#### Data provided

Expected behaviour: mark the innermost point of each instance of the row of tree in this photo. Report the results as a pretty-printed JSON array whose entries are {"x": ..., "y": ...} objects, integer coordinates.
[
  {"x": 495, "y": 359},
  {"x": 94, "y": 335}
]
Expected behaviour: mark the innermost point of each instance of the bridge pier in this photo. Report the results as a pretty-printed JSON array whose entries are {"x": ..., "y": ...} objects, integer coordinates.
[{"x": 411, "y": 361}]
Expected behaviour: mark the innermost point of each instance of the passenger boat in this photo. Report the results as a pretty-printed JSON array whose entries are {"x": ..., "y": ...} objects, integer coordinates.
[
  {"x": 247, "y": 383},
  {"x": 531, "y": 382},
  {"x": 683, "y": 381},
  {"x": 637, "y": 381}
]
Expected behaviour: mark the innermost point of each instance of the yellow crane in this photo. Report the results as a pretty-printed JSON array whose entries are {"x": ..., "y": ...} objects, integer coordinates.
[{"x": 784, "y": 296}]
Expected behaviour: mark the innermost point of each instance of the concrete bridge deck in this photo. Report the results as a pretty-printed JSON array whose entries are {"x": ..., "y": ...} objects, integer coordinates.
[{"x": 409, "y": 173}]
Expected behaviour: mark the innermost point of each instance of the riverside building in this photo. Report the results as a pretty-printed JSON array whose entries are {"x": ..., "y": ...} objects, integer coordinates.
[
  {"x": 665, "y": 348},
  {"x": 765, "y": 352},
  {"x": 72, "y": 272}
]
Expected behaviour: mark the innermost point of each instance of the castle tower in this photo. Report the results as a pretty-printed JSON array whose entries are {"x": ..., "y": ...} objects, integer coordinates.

########

### Required action
Transcribe each line of the listing above precisely as it appears.

### Solution for this problem
Expected behaviour: mark the innermost point of each instance of the row of tree in this photo. Report the results as a pretty-printed JSON array whose entries are {"x": ..., "y": ...} objects, integer coordinates.
[
  {"x": 495, "y": 359},
  {"x": 94, "y": 335}
]
Expected behaviour: mark the innermost point of each instance of the bridge pier in this photo. Report the results as a pretty-printed JSON array whose entries are {"x": ..., "y": ...} objects, integer coordinates.
[{"x": 411, "y": 361}]
Expected behaviour: mark the innermost point of each instance of the passenger boat in this photo. Report the results as a pretty-printed JSON array whose entries are {"x": ..., "y": ...} objects, integer coordinates.
[
  {"x": 247, "y": 383},
  {"x": 531, "y": 382},
  {"x": 683, "y": 381},
  {"x": 637, "y": 381}
]
Expected behaviour: mark the innermost point of each instance of the yellow crane in this photo. Report the results as a pretty-printed JSON array whose entries are {"x": ..., "y": ...} objects, integer coordinates.
[{"x": 784, "y": 296}]
Expected behaviour: mark the innermost point of each instance of the concrete bridge deck in this photo. Report the results as a pretty-printed JSON array whose entries are {"x": ..., "y": ...} objects, integer coordinates.
[{"x": 409, "y": 173}]
Expected behaviour: mark the innermost point of each instance of the riverside building in this photo. Report the results as a pretty-printed JSON array whose entries are {"x": ..., "y": ...} objects, integer coordinates.
[
  {"x": 665, "y": 348},
  {"x": 765, "y": 352},
  {"x": 72, "y": 272}
]
Expected behaviour: mark the innermost point of each instance of the castle tower in this photo. Report the results as a pretty-printed JSON array whose entries are {"x": ..., "y": ...} objects, integer coordinates.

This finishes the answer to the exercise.